____ Source

Cinq nouvelles victimes sur nos routes

Trop, c’est trop. Des accidents ont encore fait des victimes cette semaine, dont trois membres d’une même famille. Depuis le début de l’année, les drames routiers s’enchaînent, laissant dans leur sillage des familles brisées, un pays choqué. Il y a eu pas moins de 82 morts depuis janvier, dont 14 en juillet seulement, soit 10 morts de plus que l’année dernière à la même période. Alors que les autorités prennent des mesures pour limiter le nombre de décès sur les routes, les proches des cinq victimes de cette semaine, dont Mitranee Utchapah qui a perdu ses deux fils et sa bru, et d’autres personnes impliquées dans des accidents fatals dans le passé, témoignent.

Mitranee qui a perdu ses fils et sa bru : «Ils étaient toute ma vie»

 

La quinquagénaire ne sait pas comment continuer à vivre sans ses fils Rishiraj et Raveeraj et sa belle-fille Preeti.

________

_Consigne 1_: Relevez toutes les lignes ci-dessous où figure le mot « background », et recopiez-les.

____ Données à traiter

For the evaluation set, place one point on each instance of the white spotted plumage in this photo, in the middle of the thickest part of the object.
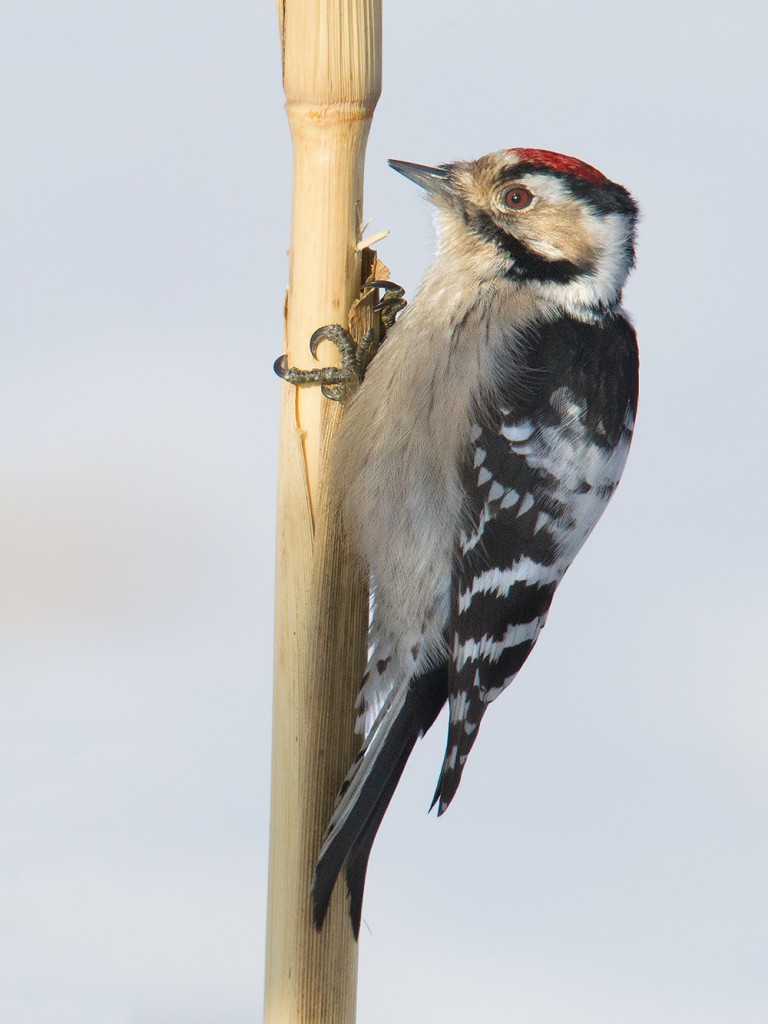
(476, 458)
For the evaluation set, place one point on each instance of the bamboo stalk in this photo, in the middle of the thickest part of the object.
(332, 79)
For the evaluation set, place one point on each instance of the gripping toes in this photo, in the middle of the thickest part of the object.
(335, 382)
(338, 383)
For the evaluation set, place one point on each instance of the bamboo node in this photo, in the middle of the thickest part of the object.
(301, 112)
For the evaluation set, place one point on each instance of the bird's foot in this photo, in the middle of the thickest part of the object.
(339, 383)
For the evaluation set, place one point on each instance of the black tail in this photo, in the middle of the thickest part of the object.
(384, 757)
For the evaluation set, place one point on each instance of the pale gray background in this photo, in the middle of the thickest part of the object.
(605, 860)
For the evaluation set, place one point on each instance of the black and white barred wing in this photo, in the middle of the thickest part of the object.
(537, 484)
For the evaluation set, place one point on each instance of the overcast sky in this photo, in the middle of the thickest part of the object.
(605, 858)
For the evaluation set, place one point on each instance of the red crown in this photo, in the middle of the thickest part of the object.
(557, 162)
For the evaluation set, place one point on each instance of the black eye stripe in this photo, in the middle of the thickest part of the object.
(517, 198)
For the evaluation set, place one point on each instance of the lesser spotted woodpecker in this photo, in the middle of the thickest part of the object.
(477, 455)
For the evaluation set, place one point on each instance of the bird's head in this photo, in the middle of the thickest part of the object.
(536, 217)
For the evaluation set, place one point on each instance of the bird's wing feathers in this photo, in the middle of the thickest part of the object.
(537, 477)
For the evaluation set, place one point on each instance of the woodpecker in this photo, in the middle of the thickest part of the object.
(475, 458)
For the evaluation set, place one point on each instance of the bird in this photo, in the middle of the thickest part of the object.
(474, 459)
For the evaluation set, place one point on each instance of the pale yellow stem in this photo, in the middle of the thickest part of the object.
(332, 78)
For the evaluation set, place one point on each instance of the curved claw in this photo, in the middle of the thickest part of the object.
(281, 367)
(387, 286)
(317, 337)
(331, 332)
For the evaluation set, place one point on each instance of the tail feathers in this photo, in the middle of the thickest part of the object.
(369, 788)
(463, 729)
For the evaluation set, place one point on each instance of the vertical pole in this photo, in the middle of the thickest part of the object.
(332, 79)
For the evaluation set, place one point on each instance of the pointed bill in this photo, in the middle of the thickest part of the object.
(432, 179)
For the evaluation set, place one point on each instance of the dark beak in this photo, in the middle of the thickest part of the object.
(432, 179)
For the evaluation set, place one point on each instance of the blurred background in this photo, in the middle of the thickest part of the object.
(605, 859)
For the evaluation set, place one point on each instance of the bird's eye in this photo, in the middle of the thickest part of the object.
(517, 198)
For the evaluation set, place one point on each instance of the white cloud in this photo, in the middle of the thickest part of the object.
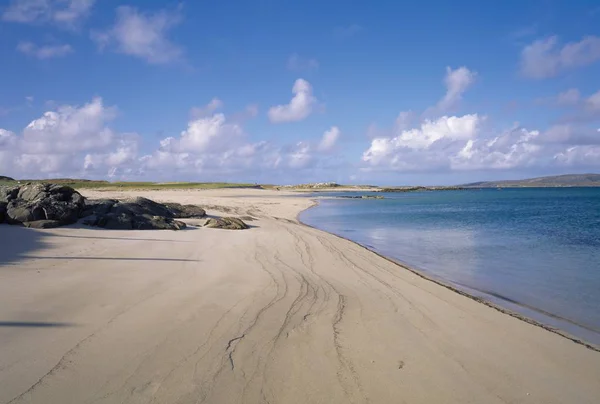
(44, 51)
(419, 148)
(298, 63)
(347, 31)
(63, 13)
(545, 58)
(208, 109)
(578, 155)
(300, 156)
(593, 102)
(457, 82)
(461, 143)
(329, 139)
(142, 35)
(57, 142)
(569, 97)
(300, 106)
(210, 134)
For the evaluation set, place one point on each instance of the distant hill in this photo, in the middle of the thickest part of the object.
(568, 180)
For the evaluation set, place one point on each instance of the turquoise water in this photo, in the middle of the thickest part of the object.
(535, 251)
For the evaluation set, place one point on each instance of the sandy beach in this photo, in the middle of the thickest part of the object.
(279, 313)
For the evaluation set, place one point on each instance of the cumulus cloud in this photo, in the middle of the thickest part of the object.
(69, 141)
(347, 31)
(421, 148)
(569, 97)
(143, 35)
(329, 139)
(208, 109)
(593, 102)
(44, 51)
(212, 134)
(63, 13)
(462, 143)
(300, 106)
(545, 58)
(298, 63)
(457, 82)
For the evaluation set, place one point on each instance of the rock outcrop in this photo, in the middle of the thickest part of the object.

________

_Consigne 2_: Réécrivez le passage de l'article sur les morts de la route compris entre « Cinq nouvelles victimes » et « le passé, témoignent. », bornes incluses, en remplaçant « drames routiers » par « accidents de la route ».

_Bonne réponse 1_:
For the evaluation set, place one point on each instance of the pale gray background in this photo, in the middle of the thickest part of the object.
For the evaluation set, place one point on each instance of the blurred background in this photo, in the middle of the thickest part of the object.

_Bonne réponse 2_:
Cinq nouvelles victimes sur nos routes

Trop, c’est trop. Des accidents ont encore fait des victimes cette semaine, dont trois membres d’une même famille. Depuis le début de l’année, les accidents de la route s’enchaînent, laissant dans leur sillage des familles brisées, un pays choqué. Il y a eu pas moins de 82 morts depuis janvier, dont 14 en juillet seulement, soit 10 morts de plus que l’année dernière à la même période. Alors que les autorités prennent des mesures pour limiter le nombre de décès sur les routes, les proches des cinq victimes de cette semaine, dont Mitranee Utchapah qui a perdu ses deux fils et sa bru, et d’autres personnes impliquées dans des accidents fatals dans le passé, témoignent.